▸ WRITTEN PROBLEM
Starting at the line that contains "of the silhouetted", quote each line exactly through the last line of the entries, both included.

▸ Entries from a point annotation set
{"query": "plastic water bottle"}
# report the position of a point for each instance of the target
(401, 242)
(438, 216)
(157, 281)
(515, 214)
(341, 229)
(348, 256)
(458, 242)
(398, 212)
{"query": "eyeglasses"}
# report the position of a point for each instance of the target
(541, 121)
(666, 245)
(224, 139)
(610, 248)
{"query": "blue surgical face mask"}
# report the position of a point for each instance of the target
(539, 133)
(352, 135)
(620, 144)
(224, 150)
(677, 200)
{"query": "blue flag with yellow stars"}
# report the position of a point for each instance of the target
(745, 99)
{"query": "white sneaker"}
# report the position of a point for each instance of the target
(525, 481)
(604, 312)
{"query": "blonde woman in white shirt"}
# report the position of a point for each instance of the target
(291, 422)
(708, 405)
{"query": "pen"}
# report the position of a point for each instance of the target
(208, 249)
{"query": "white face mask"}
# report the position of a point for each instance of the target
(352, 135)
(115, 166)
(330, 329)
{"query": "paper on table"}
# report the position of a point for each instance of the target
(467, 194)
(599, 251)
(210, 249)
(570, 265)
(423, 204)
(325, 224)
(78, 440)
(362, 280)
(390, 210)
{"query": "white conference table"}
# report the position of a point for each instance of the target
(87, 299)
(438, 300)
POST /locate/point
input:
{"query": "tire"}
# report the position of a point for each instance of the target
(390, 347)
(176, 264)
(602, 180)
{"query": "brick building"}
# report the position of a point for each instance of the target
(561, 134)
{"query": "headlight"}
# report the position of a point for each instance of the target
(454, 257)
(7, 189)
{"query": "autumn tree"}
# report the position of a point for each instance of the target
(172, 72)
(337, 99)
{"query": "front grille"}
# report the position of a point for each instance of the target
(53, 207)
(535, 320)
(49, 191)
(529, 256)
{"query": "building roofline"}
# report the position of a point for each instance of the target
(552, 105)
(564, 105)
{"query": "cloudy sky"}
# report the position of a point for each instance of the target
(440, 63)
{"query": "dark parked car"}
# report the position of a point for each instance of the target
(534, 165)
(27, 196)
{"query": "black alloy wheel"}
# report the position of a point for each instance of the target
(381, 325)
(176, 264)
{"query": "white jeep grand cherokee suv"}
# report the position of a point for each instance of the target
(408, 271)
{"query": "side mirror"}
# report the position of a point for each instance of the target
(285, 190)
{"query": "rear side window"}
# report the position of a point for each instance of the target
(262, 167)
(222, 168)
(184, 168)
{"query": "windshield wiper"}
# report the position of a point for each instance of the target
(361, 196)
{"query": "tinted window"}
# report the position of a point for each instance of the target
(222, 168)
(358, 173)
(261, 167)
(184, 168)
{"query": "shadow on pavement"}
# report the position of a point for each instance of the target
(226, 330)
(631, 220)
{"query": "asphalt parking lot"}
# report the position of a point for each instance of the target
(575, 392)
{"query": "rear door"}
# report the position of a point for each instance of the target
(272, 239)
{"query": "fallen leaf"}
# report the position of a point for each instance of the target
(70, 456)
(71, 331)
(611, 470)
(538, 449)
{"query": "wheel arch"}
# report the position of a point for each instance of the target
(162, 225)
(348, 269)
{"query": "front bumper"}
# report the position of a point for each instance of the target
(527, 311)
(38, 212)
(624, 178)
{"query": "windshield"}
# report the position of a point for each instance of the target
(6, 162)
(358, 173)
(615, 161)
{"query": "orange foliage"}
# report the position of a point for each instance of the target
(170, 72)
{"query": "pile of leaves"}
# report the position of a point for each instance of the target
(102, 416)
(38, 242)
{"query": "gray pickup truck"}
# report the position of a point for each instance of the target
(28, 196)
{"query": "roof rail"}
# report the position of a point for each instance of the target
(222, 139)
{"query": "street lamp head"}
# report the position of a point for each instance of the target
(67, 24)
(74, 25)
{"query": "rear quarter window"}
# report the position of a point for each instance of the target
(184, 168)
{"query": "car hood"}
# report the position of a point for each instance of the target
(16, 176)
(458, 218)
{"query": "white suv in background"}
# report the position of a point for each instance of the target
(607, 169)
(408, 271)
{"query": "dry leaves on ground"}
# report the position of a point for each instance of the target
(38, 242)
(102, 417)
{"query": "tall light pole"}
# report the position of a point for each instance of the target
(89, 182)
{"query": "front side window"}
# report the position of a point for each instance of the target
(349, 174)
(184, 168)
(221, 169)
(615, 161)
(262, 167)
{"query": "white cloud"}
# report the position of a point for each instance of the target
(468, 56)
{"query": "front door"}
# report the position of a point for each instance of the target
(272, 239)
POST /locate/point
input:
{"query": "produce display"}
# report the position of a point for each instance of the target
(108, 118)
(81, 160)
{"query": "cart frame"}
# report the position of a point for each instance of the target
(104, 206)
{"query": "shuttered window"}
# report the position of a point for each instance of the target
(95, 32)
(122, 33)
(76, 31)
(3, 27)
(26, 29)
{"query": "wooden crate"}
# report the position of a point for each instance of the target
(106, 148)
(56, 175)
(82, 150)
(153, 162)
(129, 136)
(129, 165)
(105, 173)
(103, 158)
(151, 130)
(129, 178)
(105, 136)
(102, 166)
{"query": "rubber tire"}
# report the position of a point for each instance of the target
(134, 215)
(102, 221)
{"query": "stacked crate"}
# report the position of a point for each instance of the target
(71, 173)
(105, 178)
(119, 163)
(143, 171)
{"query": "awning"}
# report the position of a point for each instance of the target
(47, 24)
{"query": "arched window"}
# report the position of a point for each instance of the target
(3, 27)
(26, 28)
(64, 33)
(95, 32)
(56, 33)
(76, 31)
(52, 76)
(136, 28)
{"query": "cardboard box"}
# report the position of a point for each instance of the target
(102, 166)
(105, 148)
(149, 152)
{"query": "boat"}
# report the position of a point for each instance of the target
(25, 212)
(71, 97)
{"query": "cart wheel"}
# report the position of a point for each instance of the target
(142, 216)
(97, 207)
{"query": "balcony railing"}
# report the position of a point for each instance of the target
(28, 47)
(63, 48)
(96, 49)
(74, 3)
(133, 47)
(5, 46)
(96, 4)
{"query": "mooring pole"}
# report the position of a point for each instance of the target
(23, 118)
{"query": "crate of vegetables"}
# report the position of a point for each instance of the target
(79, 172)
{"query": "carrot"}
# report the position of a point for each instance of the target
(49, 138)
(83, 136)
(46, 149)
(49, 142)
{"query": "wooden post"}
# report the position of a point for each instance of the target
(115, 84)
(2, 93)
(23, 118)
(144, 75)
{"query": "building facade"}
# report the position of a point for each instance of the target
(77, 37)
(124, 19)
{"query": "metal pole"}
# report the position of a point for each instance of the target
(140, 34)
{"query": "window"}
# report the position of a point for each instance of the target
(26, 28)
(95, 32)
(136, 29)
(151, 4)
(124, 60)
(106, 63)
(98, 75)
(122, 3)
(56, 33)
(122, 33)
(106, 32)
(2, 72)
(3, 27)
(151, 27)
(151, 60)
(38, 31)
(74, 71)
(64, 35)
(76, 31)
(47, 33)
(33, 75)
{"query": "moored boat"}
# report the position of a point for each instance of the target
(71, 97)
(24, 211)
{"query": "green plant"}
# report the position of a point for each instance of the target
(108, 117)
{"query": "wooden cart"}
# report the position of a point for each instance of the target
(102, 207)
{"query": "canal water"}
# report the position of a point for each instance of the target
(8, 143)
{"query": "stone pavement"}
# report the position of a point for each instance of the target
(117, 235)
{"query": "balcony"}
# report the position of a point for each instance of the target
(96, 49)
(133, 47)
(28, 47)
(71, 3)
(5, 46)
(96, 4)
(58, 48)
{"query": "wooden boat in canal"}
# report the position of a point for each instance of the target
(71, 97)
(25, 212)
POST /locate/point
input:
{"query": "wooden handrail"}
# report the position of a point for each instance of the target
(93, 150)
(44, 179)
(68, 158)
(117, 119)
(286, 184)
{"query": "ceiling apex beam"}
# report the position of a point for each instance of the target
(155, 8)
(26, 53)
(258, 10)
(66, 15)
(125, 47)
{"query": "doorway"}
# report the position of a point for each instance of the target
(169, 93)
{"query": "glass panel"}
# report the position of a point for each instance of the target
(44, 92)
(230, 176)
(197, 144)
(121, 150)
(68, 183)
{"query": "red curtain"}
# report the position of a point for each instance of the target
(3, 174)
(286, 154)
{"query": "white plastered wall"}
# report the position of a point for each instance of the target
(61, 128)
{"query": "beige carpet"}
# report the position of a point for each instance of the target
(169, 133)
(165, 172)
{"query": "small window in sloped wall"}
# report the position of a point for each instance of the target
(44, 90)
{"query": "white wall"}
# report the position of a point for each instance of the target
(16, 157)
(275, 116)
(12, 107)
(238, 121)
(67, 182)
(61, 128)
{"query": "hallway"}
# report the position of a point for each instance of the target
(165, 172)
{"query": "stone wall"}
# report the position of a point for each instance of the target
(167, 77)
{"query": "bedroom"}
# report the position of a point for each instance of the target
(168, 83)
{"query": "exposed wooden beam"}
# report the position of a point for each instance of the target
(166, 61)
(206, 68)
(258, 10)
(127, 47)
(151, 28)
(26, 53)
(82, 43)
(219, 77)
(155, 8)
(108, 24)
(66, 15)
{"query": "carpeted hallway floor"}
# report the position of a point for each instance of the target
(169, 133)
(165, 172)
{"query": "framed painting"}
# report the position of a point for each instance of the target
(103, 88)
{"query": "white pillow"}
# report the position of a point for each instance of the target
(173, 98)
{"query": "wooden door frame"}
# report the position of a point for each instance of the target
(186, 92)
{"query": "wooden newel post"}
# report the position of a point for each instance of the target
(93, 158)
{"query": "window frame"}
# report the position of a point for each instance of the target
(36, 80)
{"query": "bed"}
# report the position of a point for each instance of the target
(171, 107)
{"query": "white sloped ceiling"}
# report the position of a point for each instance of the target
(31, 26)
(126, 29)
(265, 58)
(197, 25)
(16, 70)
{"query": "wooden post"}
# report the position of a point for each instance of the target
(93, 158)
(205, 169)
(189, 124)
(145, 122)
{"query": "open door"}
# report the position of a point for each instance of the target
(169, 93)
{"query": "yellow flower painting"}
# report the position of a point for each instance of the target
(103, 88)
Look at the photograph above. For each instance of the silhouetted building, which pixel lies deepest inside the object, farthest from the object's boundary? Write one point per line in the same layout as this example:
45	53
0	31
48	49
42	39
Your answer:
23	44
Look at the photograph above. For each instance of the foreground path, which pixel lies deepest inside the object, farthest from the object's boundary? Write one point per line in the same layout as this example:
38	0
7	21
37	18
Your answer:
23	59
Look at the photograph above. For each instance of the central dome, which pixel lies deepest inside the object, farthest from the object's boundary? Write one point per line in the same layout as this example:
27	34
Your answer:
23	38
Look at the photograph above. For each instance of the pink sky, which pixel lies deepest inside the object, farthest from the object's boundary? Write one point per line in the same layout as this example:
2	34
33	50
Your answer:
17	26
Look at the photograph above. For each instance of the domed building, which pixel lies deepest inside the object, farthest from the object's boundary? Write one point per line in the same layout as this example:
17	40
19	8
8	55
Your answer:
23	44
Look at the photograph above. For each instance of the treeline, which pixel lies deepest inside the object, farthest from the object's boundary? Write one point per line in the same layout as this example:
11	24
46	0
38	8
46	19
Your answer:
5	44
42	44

▸ CORRECT ANSWER
Look at the photograph above. For each instance of the silhouetted building, which pixel lies deepest inside the object, farthest from the object's boundary? Write one point per line in the same layout as this example:
45	53
0	31
48	49
42	39
Your answer:
23	44
Look at the photograph above. For each instance of the foreground path, which pixel lies deepest inside the object, farthest from the object's boundary? Write one point per line in the same layout as this example:
38	0
7	21
37	18
Your answer:
23	59
Look at the photograph above. For each instance of the central dome, which pixel lies deepest inside the object, farthest from the object's boundary? Write one point per line in the same layout as this example:
27	34
Your answer:
23	38
Look at the photograph above. For each instance of the pink sky, which pixel lies deepest inside the object, farthest from the object's boundary? Write one point per line in the same layout as this example:
2	34
33	50
Your answer:
17	26
Look at the photograph above. For each instance of the domed building, which pixel lies deepest inside the object, farthest from the object's boundary? Write one point per line in the same layout as this example:
17	40
19	8
8	55
Your answer:
23	44
Look at the photograph above. For each instance of the treeline, which pixel lies deepest inside the object, farthest from the object's boundary? Write one point per line in the same layout as this example:
11	24
46	0
38	8
46	19
Your answer:
5	44
42	44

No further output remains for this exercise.